Please reproduce, unchanged, the records between the line holding "Segment sunglasses. Provide" and the line holding "[395, 257, 473, 308]", inclusive.
+++
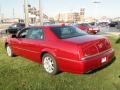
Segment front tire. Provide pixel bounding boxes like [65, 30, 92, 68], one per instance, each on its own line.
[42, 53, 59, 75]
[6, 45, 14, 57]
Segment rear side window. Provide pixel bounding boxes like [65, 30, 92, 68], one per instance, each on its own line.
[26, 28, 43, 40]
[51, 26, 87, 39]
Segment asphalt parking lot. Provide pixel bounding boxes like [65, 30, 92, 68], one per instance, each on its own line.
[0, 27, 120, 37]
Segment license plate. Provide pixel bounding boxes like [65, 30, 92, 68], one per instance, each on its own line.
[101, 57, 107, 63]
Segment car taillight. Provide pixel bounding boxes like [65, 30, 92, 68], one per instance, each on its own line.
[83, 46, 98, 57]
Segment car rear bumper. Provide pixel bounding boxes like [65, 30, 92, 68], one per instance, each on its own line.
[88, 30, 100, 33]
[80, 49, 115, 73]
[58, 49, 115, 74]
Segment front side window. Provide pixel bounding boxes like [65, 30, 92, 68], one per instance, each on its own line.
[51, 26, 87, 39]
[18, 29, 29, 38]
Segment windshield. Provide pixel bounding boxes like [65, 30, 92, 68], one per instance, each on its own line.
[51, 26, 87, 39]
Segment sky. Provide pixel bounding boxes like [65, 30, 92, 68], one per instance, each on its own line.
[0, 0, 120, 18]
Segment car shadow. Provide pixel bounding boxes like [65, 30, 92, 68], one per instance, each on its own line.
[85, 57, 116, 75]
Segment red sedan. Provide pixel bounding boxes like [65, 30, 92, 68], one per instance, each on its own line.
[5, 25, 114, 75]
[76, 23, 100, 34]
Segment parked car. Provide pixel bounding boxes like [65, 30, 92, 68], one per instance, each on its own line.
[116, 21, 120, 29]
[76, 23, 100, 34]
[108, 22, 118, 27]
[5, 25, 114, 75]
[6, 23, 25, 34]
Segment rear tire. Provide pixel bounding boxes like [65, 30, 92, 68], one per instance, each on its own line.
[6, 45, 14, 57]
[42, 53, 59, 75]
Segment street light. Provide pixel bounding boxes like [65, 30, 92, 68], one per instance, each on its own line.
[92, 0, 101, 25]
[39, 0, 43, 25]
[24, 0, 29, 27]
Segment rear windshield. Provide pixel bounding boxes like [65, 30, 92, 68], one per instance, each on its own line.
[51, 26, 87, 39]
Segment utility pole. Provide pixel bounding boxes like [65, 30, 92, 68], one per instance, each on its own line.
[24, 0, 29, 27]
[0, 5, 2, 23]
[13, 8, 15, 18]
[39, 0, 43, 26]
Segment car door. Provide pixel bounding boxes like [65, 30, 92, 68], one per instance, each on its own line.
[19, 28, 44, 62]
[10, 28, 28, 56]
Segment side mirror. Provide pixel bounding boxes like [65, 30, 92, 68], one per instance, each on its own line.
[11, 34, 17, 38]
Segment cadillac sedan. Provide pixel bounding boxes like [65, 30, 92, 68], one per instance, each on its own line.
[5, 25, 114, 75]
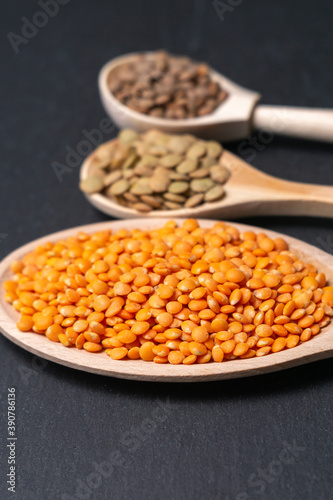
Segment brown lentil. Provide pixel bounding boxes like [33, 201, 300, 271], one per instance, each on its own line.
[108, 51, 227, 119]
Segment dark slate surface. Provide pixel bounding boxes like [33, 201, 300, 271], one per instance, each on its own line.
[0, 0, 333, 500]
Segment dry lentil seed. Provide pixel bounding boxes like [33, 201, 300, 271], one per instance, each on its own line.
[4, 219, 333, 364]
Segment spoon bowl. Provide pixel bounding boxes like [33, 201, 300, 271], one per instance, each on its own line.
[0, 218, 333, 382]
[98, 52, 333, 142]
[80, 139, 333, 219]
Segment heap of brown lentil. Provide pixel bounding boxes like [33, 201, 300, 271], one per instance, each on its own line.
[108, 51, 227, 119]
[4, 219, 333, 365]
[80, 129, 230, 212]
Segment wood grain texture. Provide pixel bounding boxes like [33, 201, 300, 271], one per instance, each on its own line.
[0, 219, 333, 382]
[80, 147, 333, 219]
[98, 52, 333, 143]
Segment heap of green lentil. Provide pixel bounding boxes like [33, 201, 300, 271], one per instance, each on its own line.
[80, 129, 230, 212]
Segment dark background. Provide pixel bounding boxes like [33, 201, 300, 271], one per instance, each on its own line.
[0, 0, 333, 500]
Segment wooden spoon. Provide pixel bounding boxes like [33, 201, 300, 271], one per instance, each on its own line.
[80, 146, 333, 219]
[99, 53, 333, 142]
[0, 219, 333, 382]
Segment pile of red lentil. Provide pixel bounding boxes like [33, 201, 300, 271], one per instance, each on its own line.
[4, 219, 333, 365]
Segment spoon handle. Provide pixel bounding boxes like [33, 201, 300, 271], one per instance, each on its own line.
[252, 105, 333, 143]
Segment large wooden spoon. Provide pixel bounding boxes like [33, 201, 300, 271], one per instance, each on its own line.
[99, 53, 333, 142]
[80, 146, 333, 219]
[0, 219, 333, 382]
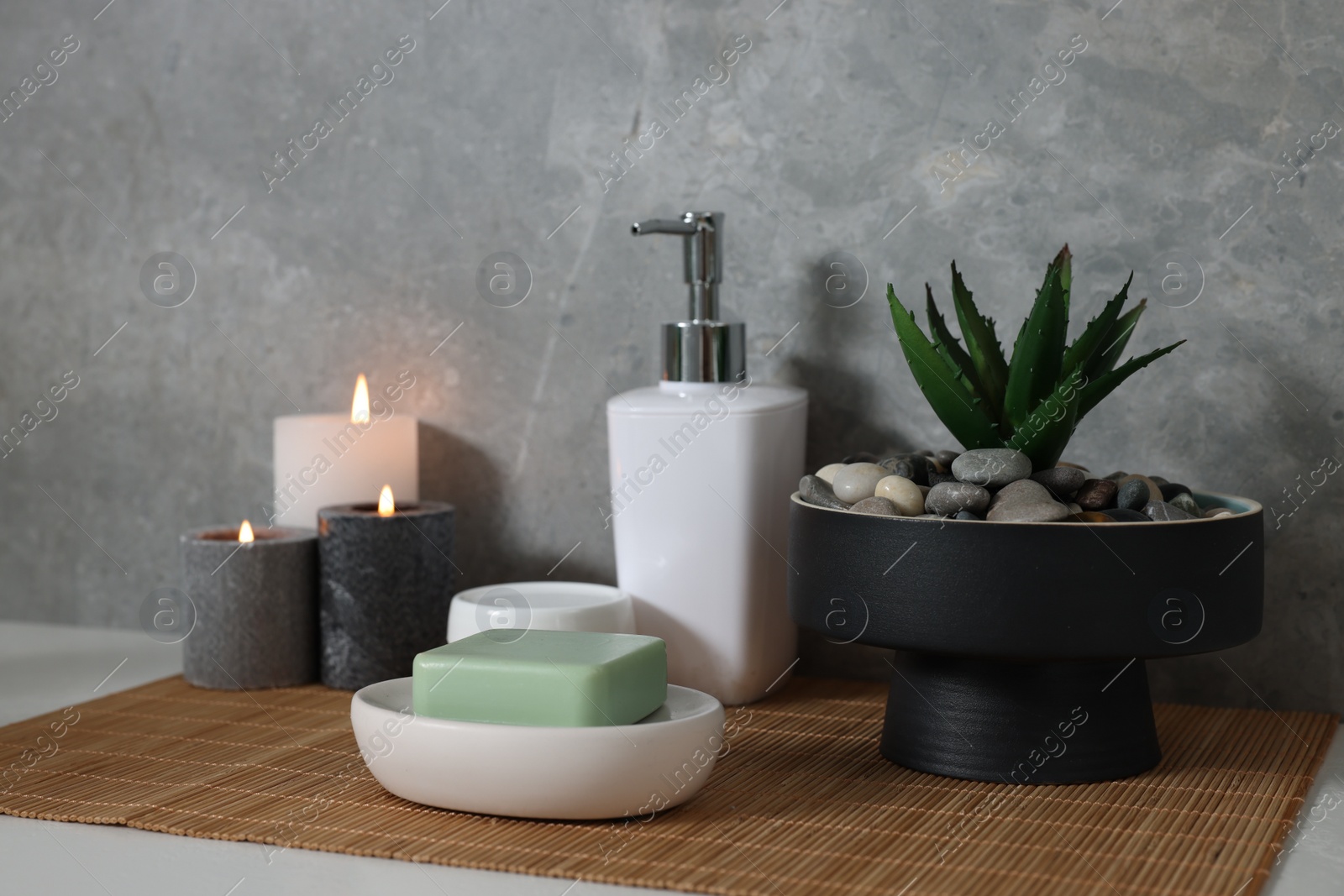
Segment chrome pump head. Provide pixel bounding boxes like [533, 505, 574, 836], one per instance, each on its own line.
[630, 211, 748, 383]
+++
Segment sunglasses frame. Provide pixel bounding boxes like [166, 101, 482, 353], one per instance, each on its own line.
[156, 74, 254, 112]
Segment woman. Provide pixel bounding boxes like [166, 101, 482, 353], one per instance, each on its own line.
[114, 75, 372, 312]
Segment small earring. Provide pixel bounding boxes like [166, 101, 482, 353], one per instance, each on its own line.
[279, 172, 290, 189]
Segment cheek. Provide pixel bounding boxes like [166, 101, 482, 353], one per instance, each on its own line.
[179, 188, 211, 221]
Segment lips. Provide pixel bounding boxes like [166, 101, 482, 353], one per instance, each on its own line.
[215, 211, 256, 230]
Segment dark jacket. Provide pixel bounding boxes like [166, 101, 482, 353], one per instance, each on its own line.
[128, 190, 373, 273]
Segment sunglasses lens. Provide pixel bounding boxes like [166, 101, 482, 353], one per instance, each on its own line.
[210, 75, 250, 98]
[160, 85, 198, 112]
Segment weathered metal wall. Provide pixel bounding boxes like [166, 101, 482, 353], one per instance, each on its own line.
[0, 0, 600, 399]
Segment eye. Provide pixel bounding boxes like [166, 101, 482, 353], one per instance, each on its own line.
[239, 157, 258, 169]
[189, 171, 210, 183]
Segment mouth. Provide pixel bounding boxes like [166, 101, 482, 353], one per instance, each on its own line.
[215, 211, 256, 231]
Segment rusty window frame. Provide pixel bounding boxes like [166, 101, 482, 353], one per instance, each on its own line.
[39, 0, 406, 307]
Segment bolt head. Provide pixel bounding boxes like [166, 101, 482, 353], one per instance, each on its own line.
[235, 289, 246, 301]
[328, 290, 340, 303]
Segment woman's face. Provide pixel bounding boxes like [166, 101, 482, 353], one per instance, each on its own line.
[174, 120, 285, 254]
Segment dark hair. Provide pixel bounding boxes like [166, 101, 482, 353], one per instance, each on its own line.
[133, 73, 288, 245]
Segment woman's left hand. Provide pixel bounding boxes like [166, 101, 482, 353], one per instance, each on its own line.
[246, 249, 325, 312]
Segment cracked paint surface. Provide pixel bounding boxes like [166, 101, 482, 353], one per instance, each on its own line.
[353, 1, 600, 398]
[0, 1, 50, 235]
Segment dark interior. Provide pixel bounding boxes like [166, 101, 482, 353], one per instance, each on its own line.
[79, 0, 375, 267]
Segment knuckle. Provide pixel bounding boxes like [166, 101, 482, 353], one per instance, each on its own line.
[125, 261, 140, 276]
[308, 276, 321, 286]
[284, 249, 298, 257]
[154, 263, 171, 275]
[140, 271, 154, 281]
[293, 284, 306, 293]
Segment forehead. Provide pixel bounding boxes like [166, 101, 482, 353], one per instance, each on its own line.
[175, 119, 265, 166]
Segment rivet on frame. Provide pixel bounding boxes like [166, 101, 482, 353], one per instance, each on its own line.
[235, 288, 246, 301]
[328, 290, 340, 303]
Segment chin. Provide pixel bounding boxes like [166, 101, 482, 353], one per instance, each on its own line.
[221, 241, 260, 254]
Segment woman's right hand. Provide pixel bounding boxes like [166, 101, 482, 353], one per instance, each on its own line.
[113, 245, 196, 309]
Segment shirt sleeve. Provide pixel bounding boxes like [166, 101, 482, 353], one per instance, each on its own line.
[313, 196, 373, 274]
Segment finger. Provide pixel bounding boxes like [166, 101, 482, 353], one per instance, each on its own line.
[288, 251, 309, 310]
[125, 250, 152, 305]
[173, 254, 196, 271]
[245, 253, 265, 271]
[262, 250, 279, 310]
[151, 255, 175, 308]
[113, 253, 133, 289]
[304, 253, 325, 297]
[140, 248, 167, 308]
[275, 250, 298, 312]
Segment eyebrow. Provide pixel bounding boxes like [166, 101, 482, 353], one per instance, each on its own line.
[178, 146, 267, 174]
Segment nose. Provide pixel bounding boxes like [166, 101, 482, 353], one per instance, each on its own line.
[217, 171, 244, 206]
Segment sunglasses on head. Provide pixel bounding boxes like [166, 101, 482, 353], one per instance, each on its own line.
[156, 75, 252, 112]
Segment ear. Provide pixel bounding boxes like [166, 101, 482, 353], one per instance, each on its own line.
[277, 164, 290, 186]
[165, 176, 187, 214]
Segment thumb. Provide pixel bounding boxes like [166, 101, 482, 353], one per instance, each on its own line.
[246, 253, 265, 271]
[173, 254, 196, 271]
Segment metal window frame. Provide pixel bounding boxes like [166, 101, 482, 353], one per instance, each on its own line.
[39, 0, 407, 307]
+++
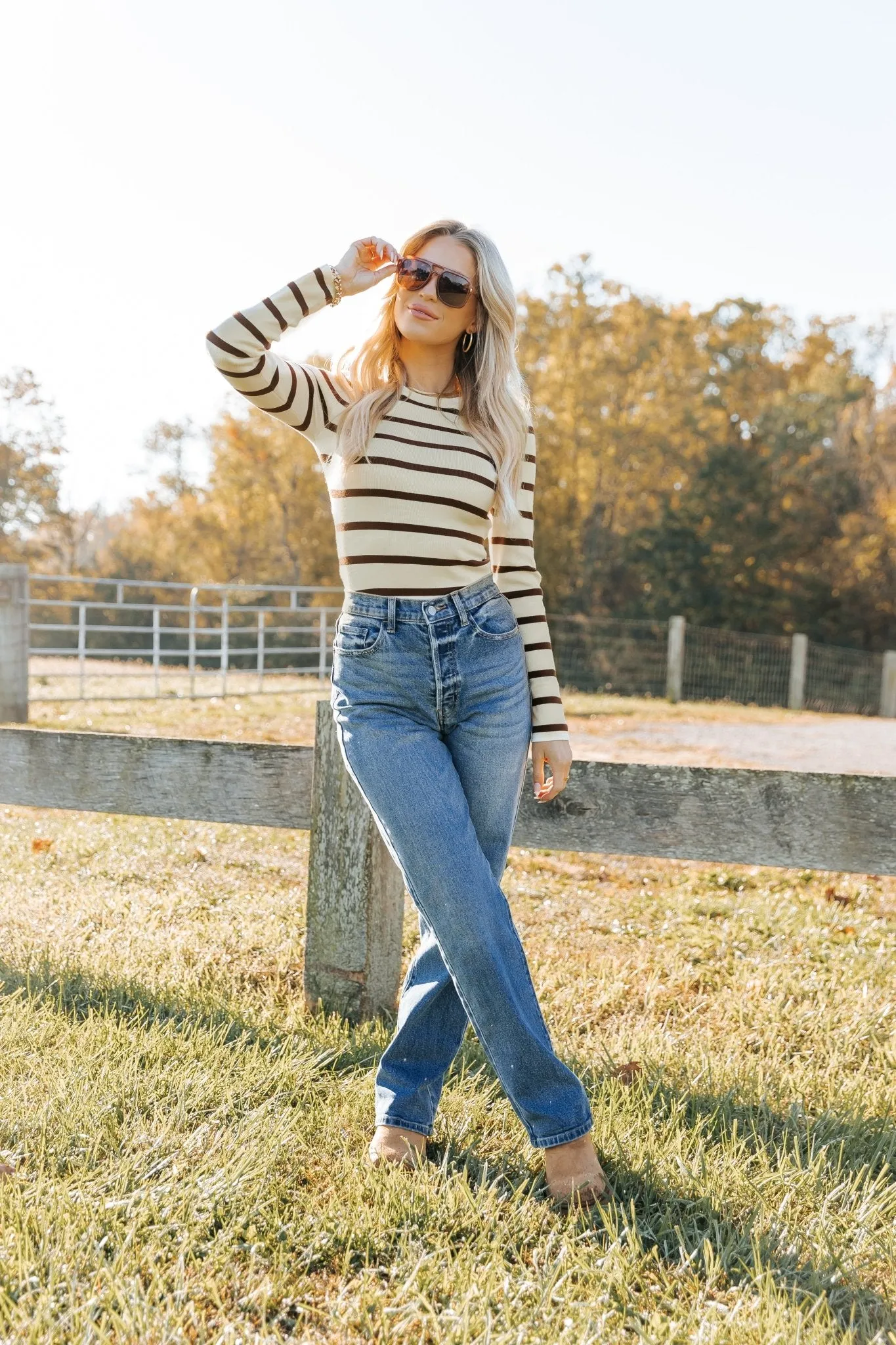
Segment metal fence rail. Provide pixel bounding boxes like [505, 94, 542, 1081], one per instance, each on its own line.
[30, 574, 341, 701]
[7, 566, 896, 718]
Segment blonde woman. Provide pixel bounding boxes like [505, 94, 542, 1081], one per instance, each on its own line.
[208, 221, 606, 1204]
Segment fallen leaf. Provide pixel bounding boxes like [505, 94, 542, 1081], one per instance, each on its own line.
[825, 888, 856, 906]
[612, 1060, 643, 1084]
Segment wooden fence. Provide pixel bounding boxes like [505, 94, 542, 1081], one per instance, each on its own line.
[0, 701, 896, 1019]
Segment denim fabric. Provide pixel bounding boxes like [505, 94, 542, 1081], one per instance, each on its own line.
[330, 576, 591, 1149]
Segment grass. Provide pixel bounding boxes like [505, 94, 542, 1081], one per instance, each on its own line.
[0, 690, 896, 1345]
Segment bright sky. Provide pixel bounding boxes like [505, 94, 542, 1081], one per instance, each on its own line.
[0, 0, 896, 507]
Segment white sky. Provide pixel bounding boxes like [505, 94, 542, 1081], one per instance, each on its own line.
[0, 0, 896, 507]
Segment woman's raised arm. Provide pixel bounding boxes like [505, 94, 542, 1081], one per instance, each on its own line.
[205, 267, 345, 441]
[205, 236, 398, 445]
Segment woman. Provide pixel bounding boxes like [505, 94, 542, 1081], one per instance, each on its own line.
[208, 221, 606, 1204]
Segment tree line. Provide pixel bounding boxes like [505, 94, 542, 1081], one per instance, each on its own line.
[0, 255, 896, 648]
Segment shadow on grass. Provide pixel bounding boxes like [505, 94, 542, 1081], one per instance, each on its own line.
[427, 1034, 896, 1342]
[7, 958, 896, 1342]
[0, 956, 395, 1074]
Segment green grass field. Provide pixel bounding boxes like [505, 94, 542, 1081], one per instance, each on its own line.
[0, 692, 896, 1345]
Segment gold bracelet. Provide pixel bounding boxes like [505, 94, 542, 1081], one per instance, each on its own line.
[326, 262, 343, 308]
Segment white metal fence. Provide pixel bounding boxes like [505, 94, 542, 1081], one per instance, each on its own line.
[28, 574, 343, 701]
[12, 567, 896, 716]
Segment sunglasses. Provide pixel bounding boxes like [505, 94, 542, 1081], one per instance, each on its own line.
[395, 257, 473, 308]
+++
### Exercise response:
Segment sunglasses. Provide pixel bounding boxes like [505, 94, 542, 1081], one per instance, each on its own line.
[395, 257, 473, 308]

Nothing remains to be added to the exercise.